■ **Reading text**:
◆ ◆ ◆

The Daily Telegraph, Business, Page: 1 Daily Mail, Page: 74


Furloughed employees say they are being bullied to continue to work

The Telegraph details how some employers are falsely claiming staff are furloughed so they can profit from the taxpayer. One whistleblowing charity, Protect, says 36% of its coronavirus-related calls involved furlough fraud with the number rising each week. WhistleblowersUK said the fraud appeared “rife” with its helpline receiving dozens of calls. Baroness Kramer, co-chair of the all-party parliamentary group for whistleblowing, said: “At a time like this when we as taxpayers are stepping forward to give people a lifeline, this abuse seems even more outrageous than it might under normal circumstances. Taxpayers are feeling the pain.”

The Daily Telegraph, Page: 7


Residential sales down by nearly half

Data from HMRC show house sales in April were down 46% on a year earlier, at 46,440. The figure is below levels seen during the financial crisis. Hansen Lu, property economist at Capital Economics, said that current transaction levels were “probably close to their floor” and that transactions would remain well below where they were before the virus hit even at the end of the year.

The Times, Page: 41 The I, Page: 48


UK council pension funds warn on green issues and governance

The Local Authority Pension Fund Forum, whose members manage £300bn of assets, has warned companies that they must stay focused on sustainability and high governance standards despite global economic turmoil.

Financial Times, Page: 11


UK economy is on course for a slow rebound

The UK economy is set for a slow rebound from the coronavirus outbreak in the wake of an unprecedented slump in April caused by lockdown measures, according to a preliminary reading of the IHS Markit/Cips purchasing managers’ index (PMI). The index came in at 28.9 in May compared to 13.8 in April. A score below 50 indicates contraction. Chris Williamson, the chief business economist at IHS Markit, said: “The UK looks set to see a frustratingly slow recovery, given the likely slower pace of opening up the economy relative to other countries which have seen fewer COVID-19 cases. Virus-related restrictions, widespread job insecurity and weak demand will be exacerbated by growing business uncertainty regarding Brexit.” IHS Markit also forecast GDP to fall by almost 12% in 2020.

The Times, Page: 40 Financial Times The Guardian, Page: 35

Factories record biggest drop in output on record

The CBI’s industrial trends gauge shows that UK manufacturing output fell at the fastest pace since the survey began 45 years ago in the three months to May. The survey, which is based on a poll of more than 800 manufacturers, fell to minus 51 in May from minus 21 in April, as more than 80% of the UK’s factories were hit by the coronavirus lockdown. More than half of manufacturing firms said they had partially shut down in the three months to May, and nearly three-quarters (74%) reported cash flow problems. Anna Leach, CBI deputy chief economist, said: “Production levels have fallen even more sharply as firms experience collapsing demand and supply chain disruption, leading some to temporarily shut down their factories.”

◆ ◆ ◆

■ **Directions**: Name every person the news digest mentions by name, and give the role it states for each. The listing is separate material with no connection to the news digest.

■ **Input data**:

◆ ◆ ◆

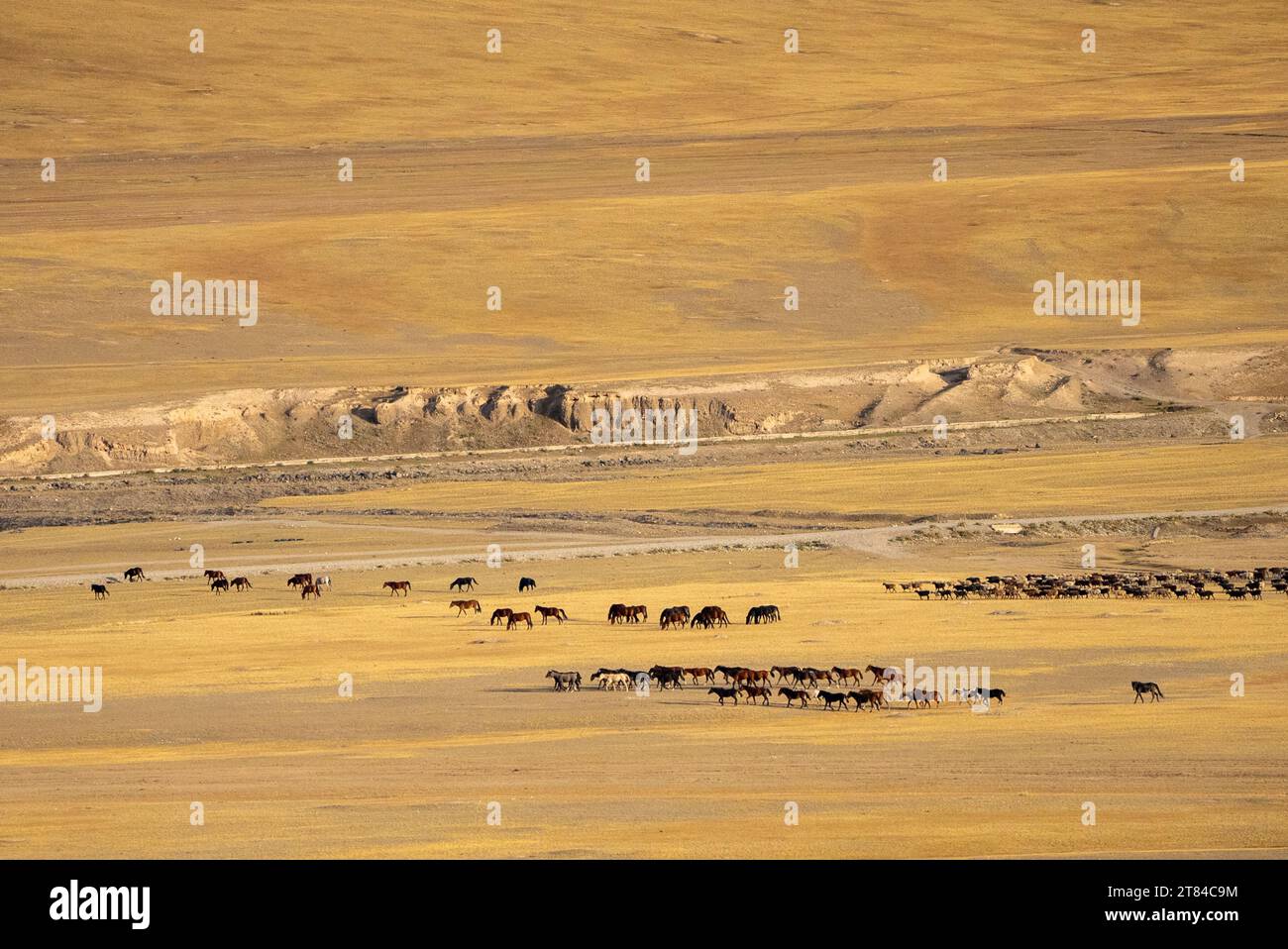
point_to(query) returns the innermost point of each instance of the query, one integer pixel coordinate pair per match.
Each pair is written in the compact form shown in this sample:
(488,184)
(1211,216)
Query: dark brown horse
(836,700)
(884,674)
(674,615)
(758,691)
(794,695)
(1144,689)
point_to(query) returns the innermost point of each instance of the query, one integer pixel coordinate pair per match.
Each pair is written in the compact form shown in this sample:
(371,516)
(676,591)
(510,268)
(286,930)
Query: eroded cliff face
(261,425)
(249,425)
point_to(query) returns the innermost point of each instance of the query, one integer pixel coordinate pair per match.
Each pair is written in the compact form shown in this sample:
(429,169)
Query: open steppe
(885,430)
(233,702)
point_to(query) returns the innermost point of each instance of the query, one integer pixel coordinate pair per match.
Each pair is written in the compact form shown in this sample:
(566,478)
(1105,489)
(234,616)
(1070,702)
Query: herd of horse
(1181,584)
(310,586)
(798,684)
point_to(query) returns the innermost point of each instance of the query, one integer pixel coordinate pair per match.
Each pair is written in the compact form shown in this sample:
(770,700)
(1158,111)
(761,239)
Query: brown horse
(884,674)
(711,615)
(758,691)
(674,615)
(794,695)
(1144,689)
(866,696)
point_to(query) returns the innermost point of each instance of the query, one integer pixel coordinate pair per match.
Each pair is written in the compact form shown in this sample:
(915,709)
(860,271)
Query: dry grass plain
(1138,479)
(518,170)
(233,702)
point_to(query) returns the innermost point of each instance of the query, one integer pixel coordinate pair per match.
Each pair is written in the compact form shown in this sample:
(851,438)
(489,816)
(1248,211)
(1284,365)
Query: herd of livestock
(803,684)
(799,684)
(1183,584)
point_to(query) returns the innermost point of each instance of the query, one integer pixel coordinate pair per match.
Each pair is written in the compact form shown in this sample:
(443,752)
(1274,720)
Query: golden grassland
(232,702)
(1140,479)
(518,171)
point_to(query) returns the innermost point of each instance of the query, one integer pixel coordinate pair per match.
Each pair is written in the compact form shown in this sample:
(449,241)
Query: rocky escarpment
(263,425)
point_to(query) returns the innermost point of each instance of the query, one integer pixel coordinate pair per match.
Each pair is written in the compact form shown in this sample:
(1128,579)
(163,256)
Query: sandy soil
(127,438)
(450,715)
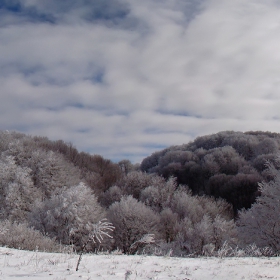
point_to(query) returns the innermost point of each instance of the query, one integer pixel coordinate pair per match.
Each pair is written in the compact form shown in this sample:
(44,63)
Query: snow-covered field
(33,265)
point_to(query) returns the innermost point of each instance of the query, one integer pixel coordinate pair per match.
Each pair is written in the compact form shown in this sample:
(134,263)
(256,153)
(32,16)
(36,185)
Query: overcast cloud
(124,78)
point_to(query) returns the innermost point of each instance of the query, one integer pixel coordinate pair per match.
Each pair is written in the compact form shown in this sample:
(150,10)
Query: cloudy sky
(124,78)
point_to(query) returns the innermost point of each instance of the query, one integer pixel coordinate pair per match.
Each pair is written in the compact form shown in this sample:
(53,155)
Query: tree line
(192,198)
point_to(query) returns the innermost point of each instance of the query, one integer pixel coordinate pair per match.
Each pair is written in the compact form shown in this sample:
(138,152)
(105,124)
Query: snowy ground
(34,265)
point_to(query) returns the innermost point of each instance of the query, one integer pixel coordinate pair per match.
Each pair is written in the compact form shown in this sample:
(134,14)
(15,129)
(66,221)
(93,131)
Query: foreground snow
(34,265)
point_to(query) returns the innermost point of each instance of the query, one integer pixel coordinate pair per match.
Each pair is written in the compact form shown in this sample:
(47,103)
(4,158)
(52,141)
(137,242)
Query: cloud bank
(125,78)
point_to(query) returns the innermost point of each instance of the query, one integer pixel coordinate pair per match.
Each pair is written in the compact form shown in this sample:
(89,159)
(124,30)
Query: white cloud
(161,74)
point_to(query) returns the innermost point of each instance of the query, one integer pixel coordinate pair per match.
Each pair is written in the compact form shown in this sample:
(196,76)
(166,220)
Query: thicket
(185,199)
(226,165)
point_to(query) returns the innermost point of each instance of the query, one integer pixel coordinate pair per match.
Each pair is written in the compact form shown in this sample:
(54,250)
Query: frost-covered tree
(261,223)
(132,220)
(69,216)
(17,191)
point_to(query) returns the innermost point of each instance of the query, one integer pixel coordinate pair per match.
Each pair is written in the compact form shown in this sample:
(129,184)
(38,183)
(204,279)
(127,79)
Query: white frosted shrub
(261,223)
(132,220)
(69,216)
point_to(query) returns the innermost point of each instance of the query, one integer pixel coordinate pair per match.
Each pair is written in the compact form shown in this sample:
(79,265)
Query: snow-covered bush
(132,220)
(17,191)
(69,216)
(261,223)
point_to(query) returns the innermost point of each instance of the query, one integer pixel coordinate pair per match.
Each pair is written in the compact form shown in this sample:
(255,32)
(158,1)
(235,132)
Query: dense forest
(189,200)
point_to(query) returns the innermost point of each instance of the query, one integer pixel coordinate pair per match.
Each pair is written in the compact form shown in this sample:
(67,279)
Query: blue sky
(124,78)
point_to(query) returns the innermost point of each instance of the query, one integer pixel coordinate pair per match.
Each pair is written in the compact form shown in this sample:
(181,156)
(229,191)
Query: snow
(36,265)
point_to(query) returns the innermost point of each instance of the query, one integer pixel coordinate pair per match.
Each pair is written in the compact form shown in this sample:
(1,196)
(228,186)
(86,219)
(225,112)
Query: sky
(125,78)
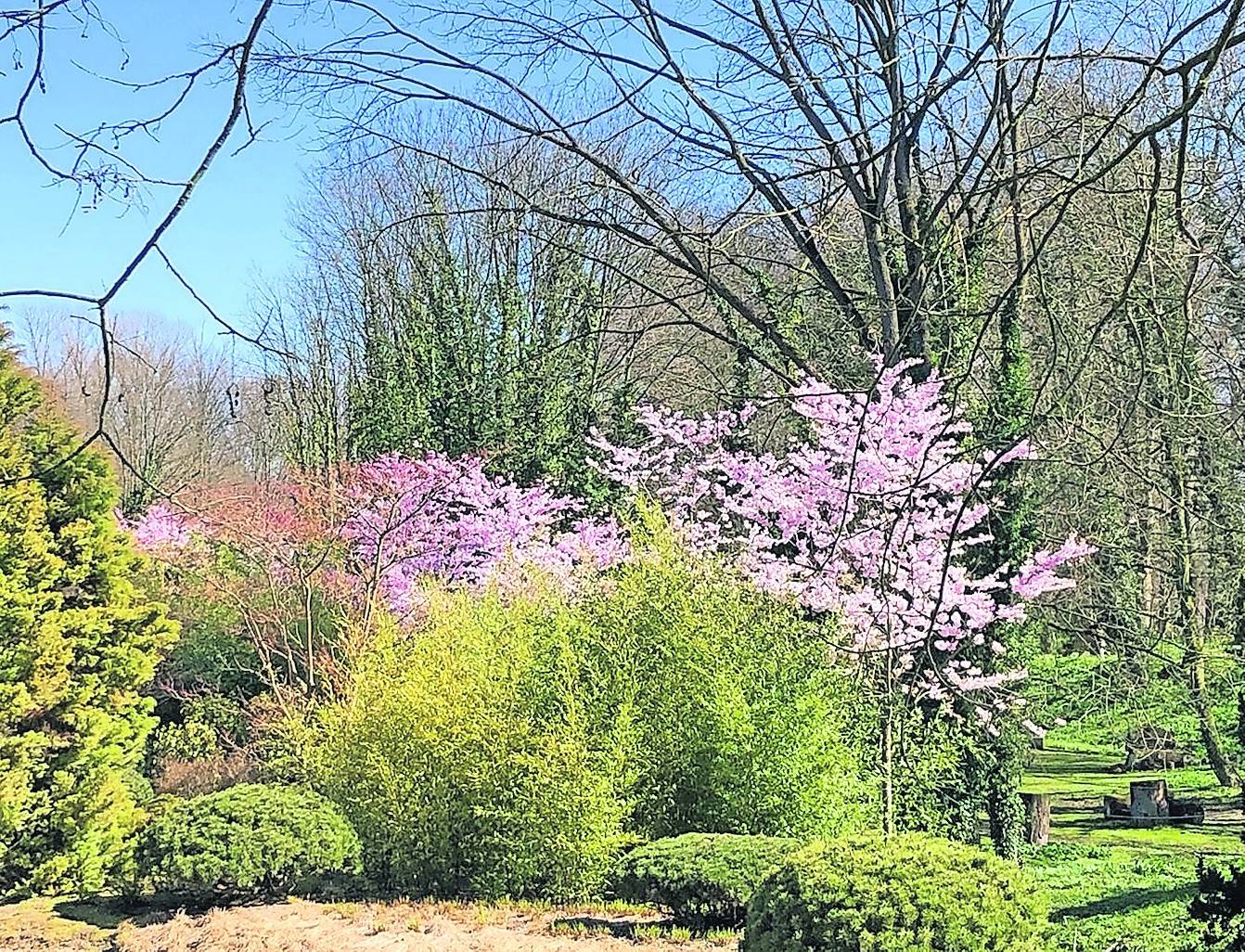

◆ ◆ ◆

■ **Answer section**:
- Baroness Kramer, co-chair of the all-party parliamentary group for whistleblowing
- Hansen Lu, property economist at Capital Economics
- Chris Williamson, chief business economist at IHS Markit
- Anna Leach, CBI deputy chief economist